→ WORK TO BE COMPLETED
Copy all of the data below word for word, leaving out the pictures.

→ DATASET EXTRACT
• • • •
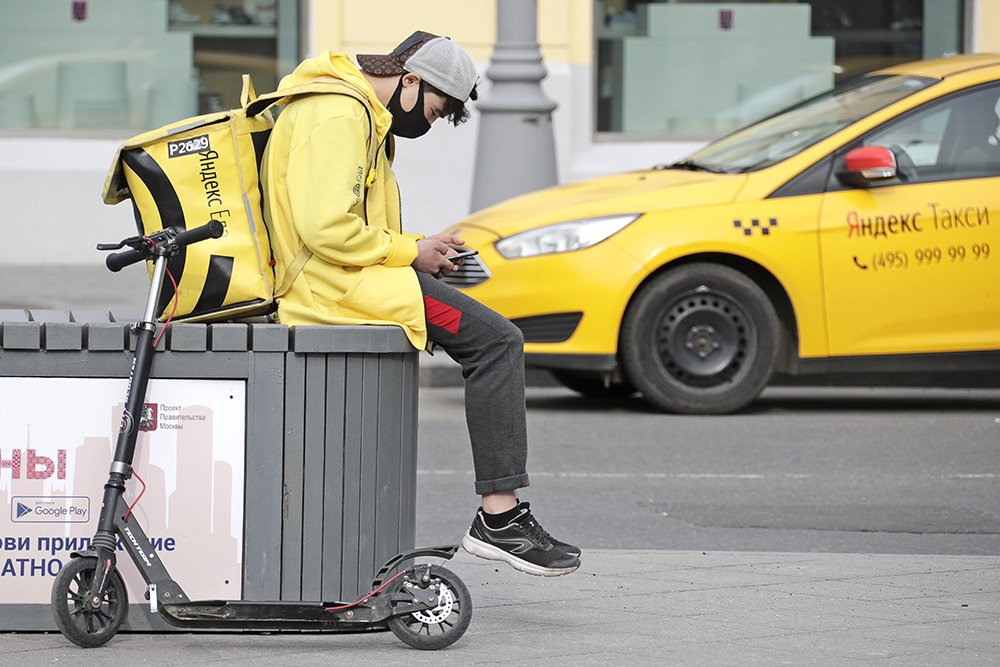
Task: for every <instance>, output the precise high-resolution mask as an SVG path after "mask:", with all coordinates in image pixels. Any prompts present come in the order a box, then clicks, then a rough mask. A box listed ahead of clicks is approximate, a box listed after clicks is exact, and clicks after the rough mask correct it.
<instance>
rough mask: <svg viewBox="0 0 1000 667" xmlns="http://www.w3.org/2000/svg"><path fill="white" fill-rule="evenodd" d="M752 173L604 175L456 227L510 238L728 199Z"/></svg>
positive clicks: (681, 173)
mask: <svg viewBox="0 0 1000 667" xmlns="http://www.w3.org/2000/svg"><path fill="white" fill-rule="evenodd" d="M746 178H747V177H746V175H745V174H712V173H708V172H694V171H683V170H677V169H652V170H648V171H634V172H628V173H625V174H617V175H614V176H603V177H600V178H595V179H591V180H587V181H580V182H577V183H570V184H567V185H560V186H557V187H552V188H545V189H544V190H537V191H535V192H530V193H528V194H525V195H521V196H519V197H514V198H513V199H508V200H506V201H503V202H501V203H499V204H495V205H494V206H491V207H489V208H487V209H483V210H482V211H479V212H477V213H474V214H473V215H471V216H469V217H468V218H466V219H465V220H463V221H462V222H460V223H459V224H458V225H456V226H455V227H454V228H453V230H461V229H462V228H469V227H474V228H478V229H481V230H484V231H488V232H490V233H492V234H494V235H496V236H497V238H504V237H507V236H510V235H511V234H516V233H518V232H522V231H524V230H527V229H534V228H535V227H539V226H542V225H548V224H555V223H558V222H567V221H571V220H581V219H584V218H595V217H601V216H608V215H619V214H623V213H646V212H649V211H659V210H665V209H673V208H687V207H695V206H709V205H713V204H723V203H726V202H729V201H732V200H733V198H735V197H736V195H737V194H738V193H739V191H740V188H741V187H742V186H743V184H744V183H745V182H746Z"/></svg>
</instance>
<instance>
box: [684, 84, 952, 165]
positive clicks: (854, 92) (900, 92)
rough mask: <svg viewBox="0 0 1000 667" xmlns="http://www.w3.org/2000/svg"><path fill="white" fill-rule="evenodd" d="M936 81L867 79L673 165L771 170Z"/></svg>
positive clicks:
• • • •
→ SOLUTION TO THIS EXERCISE
Task: for every <instance>, output the precise high-resolution mask as an SVG path after "mask:", with all coordinates in image pixels. Any prompts present come in the order a box, then clicks, then a rough mask. A box listed ahead of clicks is approximate, a box listed after clicks is exact, and clicks after the rough mask correct it.
<instance>
rough mask: <svg viewBox="0 0 1000 667" xmlns="http://www.w3.org/2000/svg"><path fill="white" fill-rule="evenodd" d="M752 173L604 175L456 227L510 238L728 199Z"/></svg>
positive clicks: (681, 173)
mask: <svg viewBox="0 0 1000 667" xmlns="http://www.w3.org/2000/svg"><path fill="white" fill-rule="evenodd" d="M746 178H747V177H746V175H745V174H712V173H708V172H694V171H683V170H677V169H652V170H648V171H634V172H628V173H625V174H617V175H614V176H603V177H600V178H595V179H591V180H587V181H580V182H577V183H570V184H567V185H560V186H557V187H552V188H545V189H544V190H537V191H535V192H530V193H528V194H525V195H521V196H519V197H514V198H513V199H508V200H506V201H503V202H501V203H499V204H495V205H494V206H491V207H489V208H487V209H483V210H482V211H479V212H477V213H474V214H473V215H471V216H469V217H468V218H466V219H465V220H463V221H462V222H460V223H459V224H458V225H456V226H455V227H454V228H453V230H461V229H462V228H469V227H474V228H478V229H481V230H484V231H488V232H490V233H492V234H494V235H496V236H497V238H504V237H507V236H510V235H511V234H516V233H518V232H522V231H524V230H527V229H534V228H535V227H539V226H542V225H548V224H555V223H558V222H567V221H571V220H581V219H584V218H595V217H601V216H608V215H619V214H623V213H646V212H649V211H659V210H665V209H673V208H687V207H695V206H709V205H713V204H723V203H726V202H729V201H732V200H733V198H735V197H736V195H737V194H738V193H739V191H740V188H741V187H742V186H743V184H744V183H745V182H746Z"/></svg>
</instance>
<instance>
box: [684, 84, 952, 165]
positive clicks: (854, 92) (900, 92)
rough mask: <svg viewBox="0 0 1000 667" xmlns="http://www.w3.org/2000/svg"><path fill="white" fill-rule="evenodd" d="M936 81L867 79L673 165L771 170Z"/></svg>
positive clicks:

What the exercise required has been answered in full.